▶ [Work instruction]: As an exercise, transcribe the data below in full and exactly, omitting pictures.

(Collected data)
- - - - -

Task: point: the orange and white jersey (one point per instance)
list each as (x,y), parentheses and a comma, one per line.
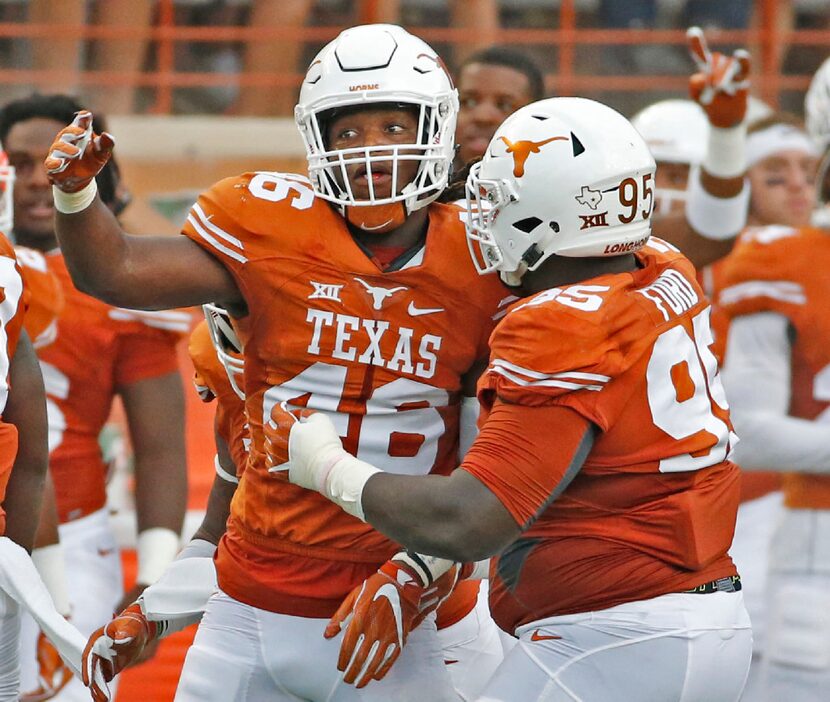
(45,296)
(211,381)
(381,352)
(652,510)
(13,304)
(783,270)
(97,350)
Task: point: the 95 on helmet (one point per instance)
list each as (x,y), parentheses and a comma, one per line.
(563,176)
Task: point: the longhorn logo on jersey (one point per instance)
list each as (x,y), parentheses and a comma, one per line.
(589,198)
(378,293)
(521,150)
(325,291)
(370,342)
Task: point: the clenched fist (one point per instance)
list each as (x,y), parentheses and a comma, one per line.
(78,154)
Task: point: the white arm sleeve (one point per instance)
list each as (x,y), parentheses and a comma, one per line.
(756,375)
(467,425)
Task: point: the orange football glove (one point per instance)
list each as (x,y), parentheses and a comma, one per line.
(53,674)
(78,154)
(378,616)
(115,646)
(721,85)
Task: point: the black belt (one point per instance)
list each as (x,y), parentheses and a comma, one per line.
(730,584)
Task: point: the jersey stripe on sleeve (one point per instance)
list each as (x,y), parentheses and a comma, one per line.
(206,230)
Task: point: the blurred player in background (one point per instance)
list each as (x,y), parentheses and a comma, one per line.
(99,352)
(782,164)
(774,292)
(492,84)
(23,440)
(603,452)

- - - - -

▶ [Output for this exercise]:
Task: point: the orange and white jersey (one point per instance)
list each as (x,y), parentheses and a comma, one per line.
(45,296)
(211,381)
(381,352)
(652,510)
(13,304)
(783,270)
(97,350)
Task: point: the 95 on helmet (one point per instance)
list each as (x,y), parentheses and a comma, one per line.
(563,176)
Task: point: the longhorn logo on jersey (one point per instance)
list each as (x,y), parentheses and a comma, one per line.
(589,198)
(378,293)
(521,150)
(325,291)
(370,342)
Task: point: the clenched fist (one point per instance)
list each as (x,y), parentheses and a comma, one per line.
(78,154)
Task: point: the white arm sleeve (one point per instance)
list each as (x,y), parentheses and a comma, one per line.
(756,375)
(467,425)
Task: point: the orange football glove (one point per instance)
list each as (x,y), parentheses and a comma, one per line.
(53,674)
(78,154)
(378,616)
(115,646)
(721,85)
Task: point: the black belt (one point per instance)
list each as (x,y), parentheses and a comma, one per line.
(730,584)
Task: point: the jersey stripe on sleeve (one point per instance)
list each as (x,y), parentheses and a comma, one per line.
(206,230)
Task: point: the blurred player in background (one point per instance)
list each as (x,y), parentheses and a comma, one per line.
(99,352)
(782,164)
(774,292)
(492,84)
(23,440)
(603,452)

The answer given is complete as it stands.